=== Given text ===
- - - -

Bill Nunn, the Foundation's vice-chairman, admitted that the one disadvantage the hall had for theatrical events was inadequate dressing-room space. However, there are a number of rooms in and around the main hall which might be used for such purposes. The ground-floor room adjacent to the hall, currently occupied by the reed organ museum could be converted into dressing-rooms once the museum transfers across the hall to the room formerly occupied by the public library.

Since the closure of the Library Theatre ten or 11 years ago amateur dramatic companies have found themselves in difficulty (professional venues such as the Alhambra are expensive to hire). Buttershaw's St Paul's Amateur Operatic and Dramatic Society is a case in point.

For nearly 30 years the company has produced an annual youth pantomime to develop the art of musical comedy and introduce young talent aged between seven and 17 into the company's senior society.

For a dozen years or more the Society staged this annual show at the Library Theatre. Since then, apart from a brief period at the old Bradford Playhouse, the Society has had to take its pantomime out of town, to Cleckheaton Town Hall and now Brighouse Civic Hall.

The possibility of bringing the pantomime back into Bradford, under the lights of Victoria Hall, certainly interested Society member Alan Hirst.

"We would have a look at it, by arrangement of course, for the pantomime next year. It makes sense to get it back into Bradford rather than going out to Kirklees or Calderdale," he said.

As well as the main hall, there are three splendid rooms upstairs: the York Room, the Glen Room and the Dale Room. With their huge windows and high ceilings these rooms can all be hired on a sliding scale of booking fees.

When Victoria Hall was officially opened in the winter of 1872 it must have been one of the grandest public buildings in Shipley, if not the grandest.

It represented the finer strand of the Victorian Protestant work ethic - not merely the belief in self help but the conviction that ordinary people could and should strive to improve themselves.

Titus Salt did not believe that being born into a poor or modest home meant that a person was socially doomed. Salt's own background was far from propitious; as a boy he liked to draw and wanted to study medicine but the family couldn't afford to pay for his tuition.

And yet, Salt was to become one of Victorian England's greatest industrialists; a self-made man who believed he had a God-given duty to improve the spiritual lot of his workers by providing them with material benefits: secure employment, decent housing and a variety of uplifting or diverting recreational activities.

To the north of Saltaire village he provided 11 acres of parkland. In the middle of the village he built his Institute and put in it magnificently-appointed lecture halls, a library stocked with a dazzling array of newspapers and periodicals as well as books, billiard rooms and much else.

The forward-looking Salt did something else too. He set up the Salts Foundation so that after his death the principle of self-improvement might not be curtailed for want of money.

Victoria Hall went through an uncertain period in the late 1980s and early 1990s. After more than a century of use the building was declared unsafe. Eventually, after prolonged delay, Bradford Council gave the place an internal make-over costing about £1.6m. That decor remains in good repair.

Since 1981 the Salts Foundation has leased Victoria Hall to Bradford Council for a nominal annual rent of £5. The agreement ends in 2003, the bi-centenary of Sir Titus Salt's birth. What is the likely fate of Victoria Hall, which will have been opened for 131 years?

"We are renegotiating the lease now. I have already had meetings with some of the officers. There are several ways we could go," said Alex Law.

Indeed: the Foundation could take back control of Victoria Hall as well as the expense of running it. The trustees would then be in a position to determine the future of the hall. For example, would it go on hosting vast wedding parties and the occasional concert, or regular concerts and theatrical productions plus the occasional wedding?

Mr Law wouldn't be drawn on detail except to say that the trustees were hoping for a new agreement with the council so that Victoria Hall could be used to best advantage by the people of Shipley.

- - - -

Repeat the Victoria Hall article word for word from "Victoria Hall went" to "in good repair.". The material that comes after the Victoria Hall article has nothing to do with the article.

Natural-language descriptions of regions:

- - - -

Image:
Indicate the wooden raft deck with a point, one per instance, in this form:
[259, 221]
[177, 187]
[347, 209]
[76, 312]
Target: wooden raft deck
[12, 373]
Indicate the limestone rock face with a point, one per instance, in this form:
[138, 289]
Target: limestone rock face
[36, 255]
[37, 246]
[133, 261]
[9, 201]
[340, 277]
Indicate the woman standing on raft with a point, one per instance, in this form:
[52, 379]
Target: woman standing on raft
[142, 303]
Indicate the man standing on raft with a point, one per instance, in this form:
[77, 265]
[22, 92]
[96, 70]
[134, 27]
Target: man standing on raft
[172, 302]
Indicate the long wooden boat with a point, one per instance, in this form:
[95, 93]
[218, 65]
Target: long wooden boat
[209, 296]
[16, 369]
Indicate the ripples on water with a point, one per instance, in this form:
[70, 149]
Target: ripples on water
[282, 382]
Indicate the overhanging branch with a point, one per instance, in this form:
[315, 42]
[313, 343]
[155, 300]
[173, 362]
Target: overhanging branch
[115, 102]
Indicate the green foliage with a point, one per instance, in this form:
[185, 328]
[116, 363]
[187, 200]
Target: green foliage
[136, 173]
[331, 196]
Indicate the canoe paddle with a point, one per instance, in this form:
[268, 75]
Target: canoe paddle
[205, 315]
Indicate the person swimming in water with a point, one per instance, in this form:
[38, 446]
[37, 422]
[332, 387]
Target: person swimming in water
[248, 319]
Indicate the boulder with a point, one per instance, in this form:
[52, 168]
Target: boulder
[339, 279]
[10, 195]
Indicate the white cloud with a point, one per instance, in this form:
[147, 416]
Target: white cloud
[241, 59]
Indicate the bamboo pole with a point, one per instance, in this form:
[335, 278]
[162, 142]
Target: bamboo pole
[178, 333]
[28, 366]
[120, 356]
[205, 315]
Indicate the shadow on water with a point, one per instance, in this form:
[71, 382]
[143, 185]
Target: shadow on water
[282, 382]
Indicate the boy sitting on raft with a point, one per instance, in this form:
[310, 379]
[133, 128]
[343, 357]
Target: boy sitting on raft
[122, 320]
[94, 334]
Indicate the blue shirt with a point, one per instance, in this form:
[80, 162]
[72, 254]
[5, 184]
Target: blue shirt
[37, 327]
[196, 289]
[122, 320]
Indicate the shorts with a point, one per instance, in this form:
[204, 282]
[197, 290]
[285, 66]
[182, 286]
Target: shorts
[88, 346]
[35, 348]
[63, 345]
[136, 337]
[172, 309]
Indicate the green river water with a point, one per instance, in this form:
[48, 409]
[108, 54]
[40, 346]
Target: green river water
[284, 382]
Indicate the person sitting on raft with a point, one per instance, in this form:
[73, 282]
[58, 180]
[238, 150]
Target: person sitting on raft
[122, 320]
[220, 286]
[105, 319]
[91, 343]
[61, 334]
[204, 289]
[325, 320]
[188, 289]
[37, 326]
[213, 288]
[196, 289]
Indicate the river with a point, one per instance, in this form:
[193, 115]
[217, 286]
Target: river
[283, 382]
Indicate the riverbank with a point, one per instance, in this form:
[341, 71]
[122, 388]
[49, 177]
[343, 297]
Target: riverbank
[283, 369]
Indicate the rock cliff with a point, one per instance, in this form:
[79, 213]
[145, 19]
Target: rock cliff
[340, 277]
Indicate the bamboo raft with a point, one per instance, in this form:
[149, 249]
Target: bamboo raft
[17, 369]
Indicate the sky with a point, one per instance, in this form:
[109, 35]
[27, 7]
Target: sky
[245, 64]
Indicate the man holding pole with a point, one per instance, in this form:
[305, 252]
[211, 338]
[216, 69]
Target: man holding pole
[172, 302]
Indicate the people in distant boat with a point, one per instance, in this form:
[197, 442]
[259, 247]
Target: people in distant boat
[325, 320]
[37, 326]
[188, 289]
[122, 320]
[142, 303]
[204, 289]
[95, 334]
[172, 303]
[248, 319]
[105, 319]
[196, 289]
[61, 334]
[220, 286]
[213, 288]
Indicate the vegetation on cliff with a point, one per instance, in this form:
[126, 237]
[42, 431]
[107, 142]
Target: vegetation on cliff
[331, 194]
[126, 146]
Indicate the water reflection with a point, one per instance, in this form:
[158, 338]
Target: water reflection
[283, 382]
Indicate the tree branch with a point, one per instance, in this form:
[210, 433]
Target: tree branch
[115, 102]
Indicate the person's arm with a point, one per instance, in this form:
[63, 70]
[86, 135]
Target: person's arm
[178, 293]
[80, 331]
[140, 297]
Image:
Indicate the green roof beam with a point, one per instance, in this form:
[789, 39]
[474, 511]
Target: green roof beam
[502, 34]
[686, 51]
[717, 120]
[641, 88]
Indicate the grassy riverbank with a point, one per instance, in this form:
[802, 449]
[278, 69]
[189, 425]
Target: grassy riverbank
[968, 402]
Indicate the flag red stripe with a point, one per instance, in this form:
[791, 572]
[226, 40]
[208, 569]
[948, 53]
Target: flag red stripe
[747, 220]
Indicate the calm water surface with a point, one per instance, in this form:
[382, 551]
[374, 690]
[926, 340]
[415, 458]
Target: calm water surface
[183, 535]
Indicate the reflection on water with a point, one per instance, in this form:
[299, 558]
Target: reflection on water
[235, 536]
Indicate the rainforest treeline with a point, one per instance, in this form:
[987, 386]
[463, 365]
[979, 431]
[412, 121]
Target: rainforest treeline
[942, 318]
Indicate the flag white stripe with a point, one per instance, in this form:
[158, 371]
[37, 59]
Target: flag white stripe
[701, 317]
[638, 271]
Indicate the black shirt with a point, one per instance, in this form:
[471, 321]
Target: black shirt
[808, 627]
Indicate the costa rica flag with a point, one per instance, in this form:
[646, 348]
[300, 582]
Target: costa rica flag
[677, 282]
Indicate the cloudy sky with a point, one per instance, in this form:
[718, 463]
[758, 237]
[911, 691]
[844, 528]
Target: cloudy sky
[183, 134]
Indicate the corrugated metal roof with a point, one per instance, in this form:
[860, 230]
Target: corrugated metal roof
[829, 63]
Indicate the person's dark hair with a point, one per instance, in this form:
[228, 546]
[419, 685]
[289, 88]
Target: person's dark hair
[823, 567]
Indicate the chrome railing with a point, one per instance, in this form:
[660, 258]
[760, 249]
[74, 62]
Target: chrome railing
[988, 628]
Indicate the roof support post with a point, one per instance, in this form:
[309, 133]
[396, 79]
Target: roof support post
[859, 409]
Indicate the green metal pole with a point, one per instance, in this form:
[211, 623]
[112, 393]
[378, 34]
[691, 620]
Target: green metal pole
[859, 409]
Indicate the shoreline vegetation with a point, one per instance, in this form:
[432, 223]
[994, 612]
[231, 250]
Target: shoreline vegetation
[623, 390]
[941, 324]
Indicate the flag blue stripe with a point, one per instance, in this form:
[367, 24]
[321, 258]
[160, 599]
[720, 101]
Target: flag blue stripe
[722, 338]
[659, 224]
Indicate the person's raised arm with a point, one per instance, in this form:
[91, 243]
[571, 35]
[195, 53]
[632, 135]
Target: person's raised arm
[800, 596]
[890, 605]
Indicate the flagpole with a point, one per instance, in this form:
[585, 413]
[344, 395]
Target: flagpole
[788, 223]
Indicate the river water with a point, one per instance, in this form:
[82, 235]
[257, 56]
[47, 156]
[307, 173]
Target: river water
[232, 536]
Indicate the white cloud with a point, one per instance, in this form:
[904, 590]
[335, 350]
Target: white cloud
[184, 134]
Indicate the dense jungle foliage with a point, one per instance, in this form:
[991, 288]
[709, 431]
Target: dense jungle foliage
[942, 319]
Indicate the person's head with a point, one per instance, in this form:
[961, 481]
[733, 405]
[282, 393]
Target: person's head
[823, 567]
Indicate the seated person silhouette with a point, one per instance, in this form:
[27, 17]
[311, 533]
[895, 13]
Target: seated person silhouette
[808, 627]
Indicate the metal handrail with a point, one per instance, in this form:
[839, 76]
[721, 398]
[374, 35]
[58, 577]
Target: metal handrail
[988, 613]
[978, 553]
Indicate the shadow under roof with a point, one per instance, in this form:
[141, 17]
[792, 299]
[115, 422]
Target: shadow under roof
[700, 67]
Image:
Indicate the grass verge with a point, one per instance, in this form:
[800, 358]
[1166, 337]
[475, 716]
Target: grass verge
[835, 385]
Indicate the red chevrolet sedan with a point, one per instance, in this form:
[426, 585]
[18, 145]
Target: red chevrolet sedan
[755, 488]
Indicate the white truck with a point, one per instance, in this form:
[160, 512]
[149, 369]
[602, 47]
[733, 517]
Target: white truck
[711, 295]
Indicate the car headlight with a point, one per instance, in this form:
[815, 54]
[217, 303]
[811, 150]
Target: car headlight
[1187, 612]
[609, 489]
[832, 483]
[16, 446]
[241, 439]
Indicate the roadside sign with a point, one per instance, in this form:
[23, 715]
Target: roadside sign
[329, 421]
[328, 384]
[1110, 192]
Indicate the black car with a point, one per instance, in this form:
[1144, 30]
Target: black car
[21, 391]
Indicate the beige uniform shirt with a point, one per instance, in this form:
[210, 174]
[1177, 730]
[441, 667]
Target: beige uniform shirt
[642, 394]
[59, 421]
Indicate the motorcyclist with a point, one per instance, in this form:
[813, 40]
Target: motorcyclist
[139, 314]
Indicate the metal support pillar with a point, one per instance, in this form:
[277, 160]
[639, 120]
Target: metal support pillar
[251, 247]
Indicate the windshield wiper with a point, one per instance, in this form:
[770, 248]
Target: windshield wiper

- - - -

=== Result of the exercise ===
Victoria Hall went through an uncertain period in the late 1980s and early 1990s. After more than a century of use the building was declared unsafe. Eventually, after prolonged delay, Bradford Council gave the place an internal make-over costing about £1.6m. That decor remains in good repair.